**WHAT TO PRODUCE:** The response must consist of the lines below from the one with "Every instance of the farm" through the one with "Target: cockpit window", exactly as they appear and with both ends kept.
--- SUPPLIED RECORDS Enclosed Below ---
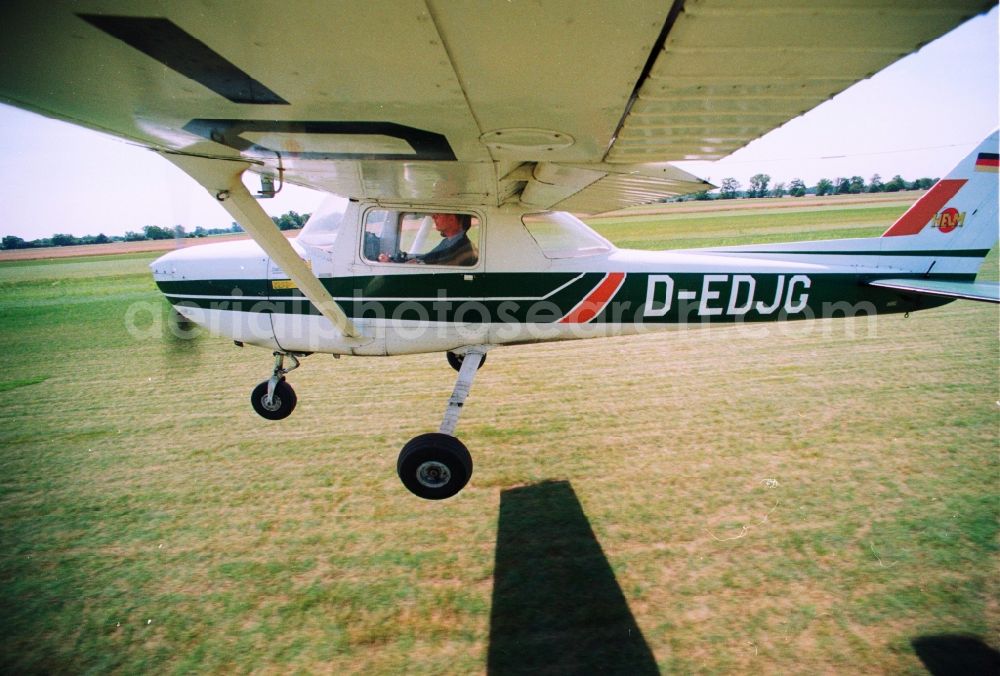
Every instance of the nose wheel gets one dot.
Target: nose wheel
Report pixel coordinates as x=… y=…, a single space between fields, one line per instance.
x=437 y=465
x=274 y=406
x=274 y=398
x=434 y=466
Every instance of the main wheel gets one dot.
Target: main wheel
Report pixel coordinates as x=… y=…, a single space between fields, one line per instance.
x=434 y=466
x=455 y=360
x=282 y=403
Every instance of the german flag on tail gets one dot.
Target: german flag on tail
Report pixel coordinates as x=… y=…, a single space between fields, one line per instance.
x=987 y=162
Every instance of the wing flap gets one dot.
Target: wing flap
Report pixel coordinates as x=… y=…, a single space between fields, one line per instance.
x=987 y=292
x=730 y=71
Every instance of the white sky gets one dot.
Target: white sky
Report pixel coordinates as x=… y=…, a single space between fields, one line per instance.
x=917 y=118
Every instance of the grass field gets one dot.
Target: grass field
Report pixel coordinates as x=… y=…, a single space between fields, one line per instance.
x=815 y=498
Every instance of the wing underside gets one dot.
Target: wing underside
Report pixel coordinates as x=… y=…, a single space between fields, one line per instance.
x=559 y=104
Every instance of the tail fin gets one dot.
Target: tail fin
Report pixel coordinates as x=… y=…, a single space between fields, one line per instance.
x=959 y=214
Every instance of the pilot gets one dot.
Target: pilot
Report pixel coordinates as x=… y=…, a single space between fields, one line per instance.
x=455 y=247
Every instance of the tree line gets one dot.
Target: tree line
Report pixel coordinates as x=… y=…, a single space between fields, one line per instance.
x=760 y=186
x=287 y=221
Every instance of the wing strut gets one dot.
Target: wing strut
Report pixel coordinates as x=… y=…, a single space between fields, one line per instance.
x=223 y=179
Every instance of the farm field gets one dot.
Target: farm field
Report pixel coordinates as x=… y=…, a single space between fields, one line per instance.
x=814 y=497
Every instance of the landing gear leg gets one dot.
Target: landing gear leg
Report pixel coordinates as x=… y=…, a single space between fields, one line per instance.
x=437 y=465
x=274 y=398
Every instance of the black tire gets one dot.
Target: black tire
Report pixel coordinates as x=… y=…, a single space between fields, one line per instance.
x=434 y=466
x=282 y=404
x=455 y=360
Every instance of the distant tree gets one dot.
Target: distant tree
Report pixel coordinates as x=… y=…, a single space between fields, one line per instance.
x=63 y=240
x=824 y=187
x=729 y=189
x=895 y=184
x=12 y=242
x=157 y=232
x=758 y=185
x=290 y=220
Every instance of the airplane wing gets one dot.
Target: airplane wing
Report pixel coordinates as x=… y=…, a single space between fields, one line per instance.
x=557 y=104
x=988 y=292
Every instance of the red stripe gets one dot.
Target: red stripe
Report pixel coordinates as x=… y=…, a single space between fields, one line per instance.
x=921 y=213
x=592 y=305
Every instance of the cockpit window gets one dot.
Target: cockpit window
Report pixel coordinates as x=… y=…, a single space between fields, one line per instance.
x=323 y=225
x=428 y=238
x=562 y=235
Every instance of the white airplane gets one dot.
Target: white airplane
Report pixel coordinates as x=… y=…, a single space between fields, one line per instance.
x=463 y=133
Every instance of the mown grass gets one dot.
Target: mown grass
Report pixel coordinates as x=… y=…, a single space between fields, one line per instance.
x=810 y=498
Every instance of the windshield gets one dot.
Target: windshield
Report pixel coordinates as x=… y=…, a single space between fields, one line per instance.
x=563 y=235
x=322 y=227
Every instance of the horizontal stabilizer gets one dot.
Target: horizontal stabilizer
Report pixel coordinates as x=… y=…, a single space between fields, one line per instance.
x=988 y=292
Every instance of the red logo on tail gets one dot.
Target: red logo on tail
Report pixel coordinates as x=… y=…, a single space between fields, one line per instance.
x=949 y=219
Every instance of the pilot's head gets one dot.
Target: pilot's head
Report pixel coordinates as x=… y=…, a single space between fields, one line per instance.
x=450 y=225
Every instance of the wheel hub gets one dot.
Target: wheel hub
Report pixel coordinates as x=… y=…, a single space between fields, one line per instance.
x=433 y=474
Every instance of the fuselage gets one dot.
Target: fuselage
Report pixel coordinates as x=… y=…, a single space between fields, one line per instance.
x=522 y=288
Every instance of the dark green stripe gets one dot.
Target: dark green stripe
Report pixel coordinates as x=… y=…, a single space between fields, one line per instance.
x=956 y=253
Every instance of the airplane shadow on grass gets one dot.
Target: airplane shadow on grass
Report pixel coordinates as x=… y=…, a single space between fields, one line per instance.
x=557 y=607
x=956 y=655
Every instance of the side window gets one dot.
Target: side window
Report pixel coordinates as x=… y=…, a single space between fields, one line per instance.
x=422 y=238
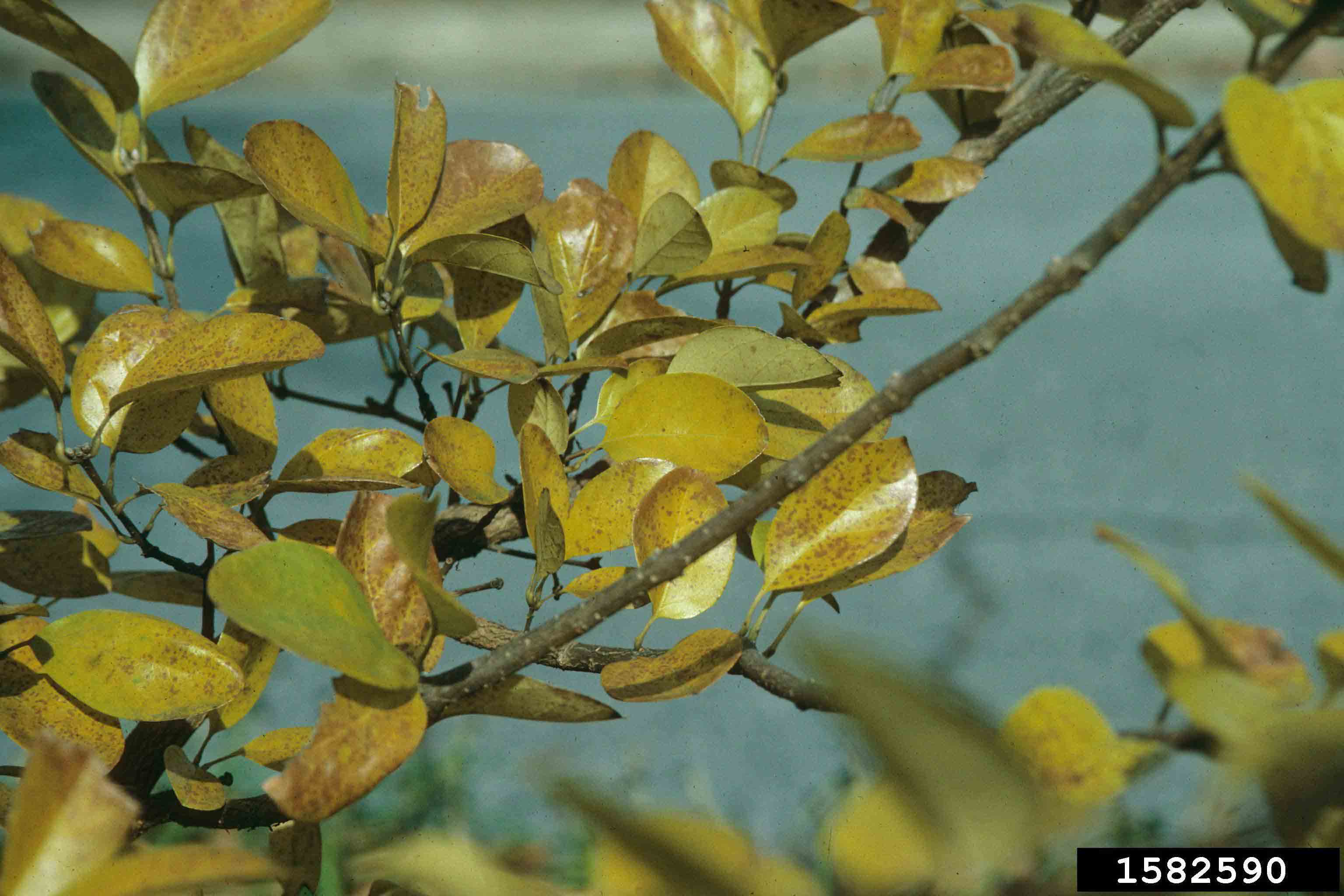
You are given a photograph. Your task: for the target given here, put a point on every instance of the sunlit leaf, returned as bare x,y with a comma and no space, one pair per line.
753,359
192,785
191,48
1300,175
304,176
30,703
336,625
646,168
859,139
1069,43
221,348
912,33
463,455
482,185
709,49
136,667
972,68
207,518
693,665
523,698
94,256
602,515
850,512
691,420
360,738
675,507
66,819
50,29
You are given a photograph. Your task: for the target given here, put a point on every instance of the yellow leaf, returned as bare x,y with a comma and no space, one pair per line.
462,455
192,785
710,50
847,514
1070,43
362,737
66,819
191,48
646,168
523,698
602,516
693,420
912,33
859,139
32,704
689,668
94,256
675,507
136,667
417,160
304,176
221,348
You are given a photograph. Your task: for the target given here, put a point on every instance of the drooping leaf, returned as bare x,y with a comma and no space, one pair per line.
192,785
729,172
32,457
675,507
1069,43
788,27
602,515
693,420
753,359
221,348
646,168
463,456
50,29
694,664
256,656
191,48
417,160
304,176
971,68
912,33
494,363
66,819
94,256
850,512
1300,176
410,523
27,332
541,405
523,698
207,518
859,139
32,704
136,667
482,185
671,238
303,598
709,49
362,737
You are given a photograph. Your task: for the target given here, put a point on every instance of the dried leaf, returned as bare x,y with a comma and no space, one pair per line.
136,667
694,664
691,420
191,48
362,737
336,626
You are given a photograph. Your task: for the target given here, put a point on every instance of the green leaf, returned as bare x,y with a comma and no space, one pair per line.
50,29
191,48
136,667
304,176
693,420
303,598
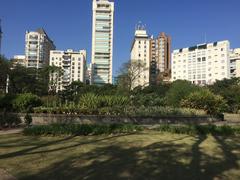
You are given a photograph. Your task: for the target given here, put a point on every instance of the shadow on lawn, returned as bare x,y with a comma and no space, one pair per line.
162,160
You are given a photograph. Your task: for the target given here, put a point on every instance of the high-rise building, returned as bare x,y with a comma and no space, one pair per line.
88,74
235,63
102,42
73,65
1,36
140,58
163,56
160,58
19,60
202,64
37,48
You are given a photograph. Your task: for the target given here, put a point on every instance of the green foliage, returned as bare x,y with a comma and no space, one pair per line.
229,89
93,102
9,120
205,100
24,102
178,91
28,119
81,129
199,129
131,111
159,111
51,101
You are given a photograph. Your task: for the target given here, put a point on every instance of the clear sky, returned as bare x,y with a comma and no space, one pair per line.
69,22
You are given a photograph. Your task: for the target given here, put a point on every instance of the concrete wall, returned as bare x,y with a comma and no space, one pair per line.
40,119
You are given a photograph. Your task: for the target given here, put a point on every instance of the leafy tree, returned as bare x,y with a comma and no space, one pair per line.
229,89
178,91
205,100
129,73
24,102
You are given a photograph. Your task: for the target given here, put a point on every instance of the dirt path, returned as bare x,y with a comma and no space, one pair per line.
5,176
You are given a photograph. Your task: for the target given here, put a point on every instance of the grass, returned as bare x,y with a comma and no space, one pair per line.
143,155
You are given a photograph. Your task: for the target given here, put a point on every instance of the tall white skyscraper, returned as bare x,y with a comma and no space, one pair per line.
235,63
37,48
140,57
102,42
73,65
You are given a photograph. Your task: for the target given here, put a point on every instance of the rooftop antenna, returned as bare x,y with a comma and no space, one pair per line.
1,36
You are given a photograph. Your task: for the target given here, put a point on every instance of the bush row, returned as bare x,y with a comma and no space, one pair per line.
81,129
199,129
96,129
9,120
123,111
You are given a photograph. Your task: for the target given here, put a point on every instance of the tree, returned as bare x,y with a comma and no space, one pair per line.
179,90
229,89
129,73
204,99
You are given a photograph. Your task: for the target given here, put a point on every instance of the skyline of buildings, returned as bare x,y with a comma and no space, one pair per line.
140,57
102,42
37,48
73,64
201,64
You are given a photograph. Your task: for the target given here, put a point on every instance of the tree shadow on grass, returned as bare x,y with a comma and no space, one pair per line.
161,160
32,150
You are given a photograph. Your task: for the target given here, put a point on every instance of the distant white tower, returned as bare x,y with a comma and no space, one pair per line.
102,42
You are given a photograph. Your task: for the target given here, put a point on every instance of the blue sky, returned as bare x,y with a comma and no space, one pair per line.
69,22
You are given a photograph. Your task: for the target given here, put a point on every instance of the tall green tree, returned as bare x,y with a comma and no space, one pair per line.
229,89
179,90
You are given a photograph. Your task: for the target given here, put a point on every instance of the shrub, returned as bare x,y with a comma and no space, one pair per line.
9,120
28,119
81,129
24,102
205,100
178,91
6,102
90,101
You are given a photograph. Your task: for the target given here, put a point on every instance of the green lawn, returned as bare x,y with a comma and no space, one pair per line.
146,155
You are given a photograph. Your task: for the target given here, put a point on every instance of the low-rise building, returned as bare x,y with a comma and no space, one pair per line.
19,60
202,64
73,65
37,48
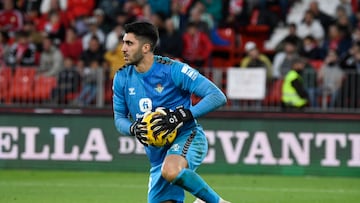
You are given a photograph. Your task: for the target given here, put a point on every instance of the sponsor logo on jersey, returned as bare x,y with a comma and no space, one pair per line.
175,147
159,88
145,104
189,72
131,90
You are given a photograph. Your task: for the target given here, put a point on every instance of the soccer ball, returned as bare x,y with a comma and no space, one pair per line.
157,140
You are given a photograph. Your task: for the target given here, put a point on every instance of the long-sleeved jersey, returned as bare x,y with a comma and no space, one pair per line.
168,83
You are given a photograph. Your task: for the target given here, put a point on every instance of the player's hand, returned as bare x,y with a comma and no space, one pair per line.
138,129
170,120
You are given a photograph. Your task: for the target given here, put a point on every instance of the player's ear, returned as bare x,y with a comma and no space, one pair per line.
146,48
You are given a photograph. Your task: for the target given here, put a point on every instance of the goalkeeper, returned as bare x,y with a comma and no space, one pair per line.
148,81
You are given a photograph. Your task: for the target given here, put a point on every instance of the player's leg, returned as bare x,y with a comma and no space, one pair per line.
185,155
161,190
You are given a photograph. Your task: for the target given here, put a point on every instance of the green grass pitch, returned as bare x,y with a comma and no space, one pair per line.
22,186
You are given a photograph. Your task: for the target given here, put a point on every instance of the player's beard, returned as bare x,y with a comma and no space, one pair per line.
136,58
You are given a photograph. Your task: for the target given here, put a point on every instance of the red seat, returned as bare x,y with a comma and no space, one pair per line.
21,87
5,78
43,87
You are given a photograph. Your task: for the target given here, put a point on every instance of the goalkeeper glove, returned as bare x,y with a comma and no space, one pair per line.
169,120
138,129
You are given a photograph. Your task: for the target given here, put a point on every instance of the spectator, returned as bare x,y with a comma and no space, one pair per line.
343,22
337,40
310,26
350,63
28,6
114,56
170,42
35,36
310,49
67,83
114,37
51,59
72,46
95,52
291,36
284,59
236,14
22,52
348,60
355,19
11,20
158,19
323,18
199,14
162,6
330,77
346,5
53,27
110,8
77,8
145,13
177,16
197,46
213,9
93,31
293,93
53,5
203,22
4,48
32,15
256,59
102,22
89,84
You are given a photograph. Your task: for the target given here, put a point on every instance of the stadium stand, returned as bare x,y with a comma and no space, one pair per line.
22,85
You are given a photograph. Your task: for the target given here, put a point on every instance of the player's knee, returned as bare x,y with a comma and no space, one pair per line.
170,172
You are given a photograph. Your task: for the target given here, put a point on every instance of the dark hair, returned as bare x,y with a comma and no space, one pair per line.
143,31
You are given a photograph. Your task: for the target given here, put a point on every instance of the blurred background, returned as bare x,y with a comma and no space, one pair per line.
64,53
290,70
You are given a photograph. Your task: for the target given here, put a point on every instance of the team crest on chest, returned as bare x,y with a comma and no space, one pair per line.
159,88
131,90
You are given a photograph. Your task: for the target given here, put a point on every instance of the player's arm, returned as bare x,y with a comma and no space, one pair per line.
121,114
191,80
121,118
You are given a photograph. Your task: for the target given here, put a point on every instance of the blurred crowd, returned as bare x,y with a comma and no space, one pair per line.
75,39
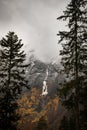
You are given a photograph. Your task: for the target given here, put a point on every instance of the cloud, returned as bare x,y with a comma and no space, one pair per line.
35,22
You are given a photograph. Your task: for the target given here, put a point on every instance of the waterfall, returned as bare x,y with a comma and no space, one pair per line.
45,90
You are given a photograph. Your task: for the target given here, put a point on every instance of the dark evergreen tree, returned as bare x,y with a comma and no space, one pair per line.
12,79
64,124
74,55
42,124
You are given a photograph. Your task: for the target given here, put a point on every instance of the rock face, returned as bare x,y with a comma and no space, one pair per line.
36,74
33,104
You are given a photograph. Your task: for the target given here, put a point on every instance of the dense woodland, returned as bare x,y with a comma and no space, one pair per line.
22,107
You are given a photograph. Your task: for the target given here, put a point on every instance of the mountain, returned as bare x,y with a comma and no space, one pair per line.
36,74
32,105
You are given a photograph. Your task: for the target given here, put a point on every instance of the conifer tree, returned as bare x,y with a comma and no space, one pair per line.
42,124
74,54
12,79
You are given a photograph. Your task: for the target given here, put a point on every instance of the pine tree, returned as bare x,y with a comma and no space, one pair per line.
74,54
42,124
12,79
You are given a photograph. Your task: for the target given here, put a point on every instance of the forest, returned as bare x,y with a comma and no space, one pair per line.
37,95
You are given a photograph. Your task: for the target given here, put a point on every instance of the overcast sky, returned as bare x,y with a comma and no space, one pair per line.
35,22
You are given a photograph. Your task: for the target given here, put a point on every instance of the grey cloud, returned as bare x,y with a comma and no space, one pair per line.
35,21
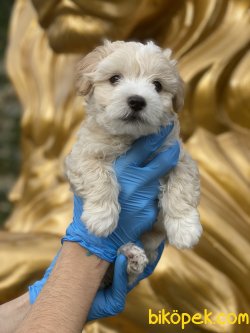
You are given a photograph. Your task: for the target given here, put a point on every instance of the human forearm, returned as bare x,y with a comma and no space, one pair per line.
--- End of Enclosed SUPPLIED RECORDS ---
**THE ANSWER:**
Every instance of the farm field gets one dot.
Target: farm field
Report pixel coordinates as x=… y=…, a single space between fields, one line per instance.
x=814 y=497
Every instance of the landing gear leg gets one dot.
Target: landing gear leg
Report pixel coordinates as x=… y=…, a single space between fields, one line per instance.
x=437 y=465
x=274 y=398
Every instance of the black tire gets one dot.
Target: black tire
Report pixel coordinates as x=… y=…, a single space between fields, one line per instance.
x=434 y=466
x=282 y=404
x=455 y=360
Every instance of the distant tree gets one dot.
Target: distant tree
Report pixel coordinates as x=… y=…, a single space between fields, one line per instance.
x=63 y=240
x=824 y=187
x=729 y=189
x=895 y=184
x=12 y=242
x=157 y=232
x=758 y=185
x=290 y=220
Every instance of the airplane wing gets one dot.
Target: airplane wing
Report pixel coordinates as x=… y=…, a single space between fields, one line per instance.
x=557 y=104
x=988 y=292
Every instance of the red stripe gets one dot.
Target: red stripe
Report pixel coordinates as x=… y=…, a single space between fields, one line per instance.
x=921 y=213
x=592 y=305
Every instance of the cockpit window gets one dot.
Target: cockpit window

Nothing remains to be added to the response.